課題 A
引用文の「雷蔵 橋くんどない思う。」から「見ると、ほんとうに似てるわ。」までを、「橋くん」を「橋さん」に置き換えて書き出してください。
課題 B
データの行のうち、「Mark each instance of the orange-lit」を含む行からデータの最終行までを、両端を含めて、指示文も含めたまま書き出すこと。その際、回答にある座標の数値はすべて2.15倍し、0.5以上を切り上げる四捨五入で整数にする。指示文とその書式見本の数値は変えず、これらの行だけを示すこと。

引用文
::::::::::

「いっちょうやりましょうや」 「やめといて つぶされるワ」

 

 

★食い気ばかり

大鵬 人の話でよく聞いてたけど、お二人はほんとうによく似ていますね。

雷蔵 橋くんどない思う。

      雷蔵さんに似てるなんて、もったいなくて。(笑)

雷蔵 おおきに。(笑)

大鵬 眼から下が似てますよ。

雷蔵 そうやね。『おけさ唄えば』(二人がはじめて共演した映画)見ると、ちらっとふりかえるような、瞬間的な表情がすごく似てるんで自分でもびっくりするね。

大鵬 素顔でもそうですよ。

雷蔵 いやいや、橋くんには若さがある。ボクのデビュー作の『花の白虎隊』のスチール写真見ると、ほんとうに似てるわ。

大鵬 もうだいぶ前でしょ。

雷蔵 だいぶ(に力を入れて)前とはなんですか。(笑)だけど橋くんをはじめ、いまの若い人は幸福やね。

      どうしてですか。

雷蔵 どうしてって・・・、ボクの十七歳のころなんか、終戦直後でたべるものがなくて、とにかく食い気一方やったもん。橋くんは戦争というもんを知らんやろう。

::::::::::

所与データ

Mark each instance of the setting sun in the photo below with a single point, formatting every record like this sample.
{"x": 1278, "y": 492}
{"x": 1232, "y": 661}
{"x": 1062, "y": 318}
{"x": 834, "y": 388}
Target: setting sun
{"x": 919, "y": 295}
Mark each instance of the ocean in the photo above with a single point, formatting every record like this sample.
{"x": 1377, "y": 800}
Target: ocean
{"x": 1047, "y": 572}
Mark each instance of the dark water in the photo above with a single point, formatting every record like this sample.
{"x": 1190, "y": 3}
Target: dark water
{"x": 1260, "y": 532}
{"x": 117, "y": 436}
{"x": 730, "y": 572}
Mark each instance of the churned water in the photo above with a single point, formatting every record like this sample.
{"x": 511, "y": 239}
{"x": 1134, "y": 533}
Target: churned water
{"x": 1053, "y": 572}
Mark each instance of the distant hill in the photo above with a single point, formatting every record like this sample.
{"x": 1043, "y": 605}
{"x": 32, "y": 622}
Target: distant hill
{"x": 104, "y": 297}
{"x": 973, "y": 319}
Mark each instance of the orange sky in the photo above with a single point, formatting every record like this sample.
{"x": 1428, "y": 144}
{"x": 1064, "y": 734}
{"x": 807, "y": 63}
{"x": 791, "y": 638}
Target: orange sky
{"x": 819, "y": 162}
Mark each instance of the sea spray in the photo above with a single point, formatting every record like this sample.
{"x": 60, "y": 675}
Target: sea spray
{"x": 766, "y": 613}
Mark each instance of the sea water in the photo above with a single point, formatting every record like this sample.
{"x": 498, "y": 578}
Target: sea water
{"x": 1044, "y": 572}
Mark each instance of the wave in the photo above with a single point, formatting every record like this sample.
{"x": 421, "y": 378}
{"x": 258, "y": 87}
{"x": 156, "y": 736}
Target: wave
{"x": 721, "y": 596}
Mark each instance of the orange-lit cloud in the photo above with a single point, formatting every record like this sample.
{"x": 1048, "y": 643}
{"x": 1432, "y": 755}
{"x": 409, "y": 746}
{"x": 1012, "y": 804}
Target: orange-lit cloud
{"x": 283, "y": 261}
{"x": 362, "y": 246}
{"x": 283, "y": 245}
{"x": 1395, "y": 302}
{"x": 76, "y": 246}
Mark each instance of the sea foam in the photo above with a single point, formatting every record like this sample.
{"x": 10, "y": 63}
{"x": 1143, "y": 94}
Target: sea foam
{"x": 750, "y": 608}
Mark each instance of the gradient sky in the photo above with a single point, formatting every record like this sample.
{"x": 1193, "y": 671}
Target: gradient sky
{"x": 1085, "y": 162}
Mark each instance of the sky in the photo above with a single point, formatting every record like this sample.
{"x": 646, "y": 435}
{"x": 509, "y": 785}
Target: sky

::::::::::

結果 A
雷蔵 橋さんどない思う。

      雷蔵さんに似てるなんて、もったいなくて。(笑)

雷蔵 おおきに。(笑)

大鵬 眼から下が似てますよ。

雷蔵 そうやね。『おけさ唄えば』(二人がはじめて共演した映画)見ると、ちらっとふりかえるような、瞬間的な表情がすごく似てるんで自分でもびっくりするね。

大鵬 素顔でもそうですよ。

雷蔵 いやいや、橋さんには若さがある。ボクのデビュー作の『花の白虎隊』のスチール写真見ると、ほんとうに似てるわ。

結果 B
Mark each instance of the orange-lit cloud in the photo above with a single point, formatting every record like this sample.
{"x": 1048, "y": 643}
{"x": 1432, "y": 755}
{"x": 409, "y": 746}
{"x": 1012, "y": 804}
Target: orange-lit cloud
{"x": 608, "y": 561}
{"x": 778, "y": 529}
{"x": 608, "y": 527}
{"x": 2999, "y": 649}
{"x": 163, "y": 529}
Mark each instance of the sea foam in the photo above with a single point, formatting every record like this sample.
{"x": 10, "y": 63}
{"x": 1143, "y": 94}
Target: sea foam
{"x": 1613, "y": 1307}
Mark each instance of the gradient sky in the photo above with a single point, formatting every record like this sample.
{"x": 1193, "y": 671}
Target: gradient sky
{"x": 2333, "y": 348}
Mark each instance of the sky in the photo above with a single point, formatting every record like this sample.
{"x": 646, "y": 435}
{"x": 509, "y": 785}
Target: sky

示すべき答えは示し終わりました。